▸ Records
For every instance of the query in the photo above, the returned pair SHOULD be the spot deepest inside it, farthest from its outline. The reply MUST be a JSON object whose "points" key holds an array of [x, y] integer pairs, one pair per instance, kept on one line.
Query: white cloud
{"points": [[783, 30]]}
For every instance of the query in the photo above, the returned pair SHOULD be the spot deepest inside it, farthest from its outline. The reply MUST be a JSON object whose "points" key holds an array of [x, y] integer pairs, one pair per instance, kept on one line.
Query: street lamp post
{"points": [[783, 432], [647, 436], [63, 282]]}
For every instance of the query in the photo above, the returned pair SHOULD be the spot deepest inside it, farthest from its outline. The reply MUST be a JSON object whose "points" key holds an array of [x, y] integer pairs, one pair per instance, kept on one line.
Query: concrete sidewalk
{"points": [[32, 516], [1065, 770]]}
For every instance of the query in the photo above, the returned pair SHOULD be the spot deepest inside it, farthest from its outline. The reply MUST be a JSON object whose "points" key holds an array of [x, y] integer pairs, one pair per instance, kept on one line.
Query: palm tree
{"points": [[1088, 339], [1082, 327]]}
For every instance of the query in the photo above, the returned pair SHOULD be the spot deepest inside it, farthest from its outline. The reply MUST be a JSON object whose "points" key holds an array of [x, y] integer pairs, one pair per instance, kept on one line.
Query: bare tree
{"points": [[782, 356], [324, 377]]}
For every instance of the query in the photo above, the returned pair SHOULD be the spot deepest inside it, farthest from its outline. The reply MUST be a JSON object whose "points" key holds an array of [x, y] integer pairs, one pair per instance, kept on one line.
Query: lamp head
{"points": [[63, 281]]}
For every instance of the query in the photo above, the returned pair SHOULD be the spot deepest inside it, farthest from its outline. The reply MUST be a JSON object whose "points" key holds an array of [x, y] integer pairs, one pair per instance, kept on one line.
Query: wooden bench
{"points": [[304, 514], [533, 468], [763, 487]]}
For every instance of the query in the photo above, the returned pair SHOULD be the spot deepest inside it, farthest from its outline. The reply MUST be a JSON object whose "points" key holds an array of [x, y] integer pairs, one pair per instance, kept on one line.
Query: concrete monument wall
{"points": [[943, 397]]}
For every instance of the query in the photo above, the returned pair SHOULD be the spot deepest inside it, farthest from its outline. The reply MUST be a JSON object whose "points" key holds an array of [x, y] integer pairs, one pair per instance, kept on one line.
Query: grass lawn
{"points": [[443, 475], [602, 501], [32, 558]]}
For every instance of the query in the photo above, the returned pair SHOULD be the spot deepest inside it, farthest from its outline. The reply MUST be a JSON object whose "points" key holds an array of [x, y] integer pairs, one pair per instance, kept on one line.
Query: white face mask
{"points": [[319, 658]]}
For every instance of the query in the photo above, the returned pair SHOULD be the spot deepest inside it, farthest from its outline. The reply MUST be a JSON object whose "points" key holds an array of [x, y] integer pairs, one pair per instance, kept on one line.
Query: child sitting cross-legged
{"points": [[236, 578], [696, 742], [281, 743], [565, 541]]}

▸ Your goal
Transcribe each entry verbatim, leaving none out.

▸ Task result
For every instance of the query in the photo above, the returned pair SHOULD be the spot deepest inside it, farthest from its outline. The reply MUST be a JSON object whose "points" key holds an array of [x, y] integer pairs, one pair per instance, kept on one line.
Query: white cloud
{"points": [[783, 30]]}
For every instance of the query in the photo above, the returned pair SHOULD be the spot deepest inside it, farthest from its outline. The reply MUST be a JSON object whose "points" key holds an array of [x, y] integer pairs, one pair per instance, kept on one line.
Query: street lamp post
{"points": [[783, 432], [647, 436], [63, 282]]}
For every instance of the query in the photo above, the returned pair SHOULD be the spot deepest inside it, farthest from its outline. The reply MUST be a JSON object whose "points" key holds an array of [x, y] integer pairs, one pair per instance, kept on one line.
Query: concrete sidewalk
{"points": [[32, 516], [1065, 770]]}
For every instance of the query in the photo above, the returned pair SHOULD be the spot deepest inside it, farthest from its outline. The reply MUST be a JSON object whose "points" key holds an array of [x, y] integer pairs, one pair per instance, kept on one line.
Query: palm tree
{"points": [[1088, 339], [1082, 327]]}
For every instance of the query in the photo above, the returned pair SHOULD be the spot deepest inside it, farthest from its outline. The reply MUST be a JSON object whose "points" key holds an array of [x, y] integer pairs, one pair per instance, kept on one line.
Query: bare tree
{"points": [[782, 356], [324, 377]]}
For every instance of the query in the photo above, the returned pair SHOULD be the spot deepest inside it, farthest from its outline. The reply MUST be a JSON object whose "points" key holds an array of [x, y] integer pairs, one pair per instance, kept on one line.
Query: lamp head
{"points": [[63, 281]]}
For every instance of the query in the photo above, the returned pair SHOULD be the spot deepest inside it, farthest from its outline. The reply MUST be a JSON object whose "points" key holds an array of [x, y] integer pairs, one pair per instance, kept on one line.
Query: wooden bench
{"points": [[304, 514], [533, 468], [763, 487]]}
For every instance of the query in the photo above, the returned pair SHOULD be the spot deepest inside it, farthest from its outline. The reply MUST be a JSON object whose "points" key holds an array of [x, y] integer pairs, one pair per instance, kept on one line.
Query: concrete monument wall
{"points": [[943, 397]]}
For every instance of the query in the photo above, the returned pair SHOULD be the spot deepest inside it, farthest from its outline. The reply MUST be a JSON object whose "points" key holds an array of [x, y] integer pairs, one pair per instance, kept on one line.
Query: grass lawn
{"points": [[443, 475], [602, 501], [32, 558]]}
For every instance of the query in the photo above, the returned pair SHOULD be the spot deepest inside it, farthest from its outline. The reply MUST be a JSON object whose "points" key holds an array of [x, y] integer pairs, one pair per instance, kept on one line.
Query: white face mask
{"points": [[319, 658]]}
For every instance of the query in the photo above, the returned pair SHOULD be the spot deepest inside it, farthest from its outline. The reply MUST be a JSON object whose "points" key holds an array of [x, y] integer pairs, one pair per instance, kept on one line.
Query: child sitting cross-legged
{"points": [[236, 578], [696, 742], [281, 743], [565, 541]]}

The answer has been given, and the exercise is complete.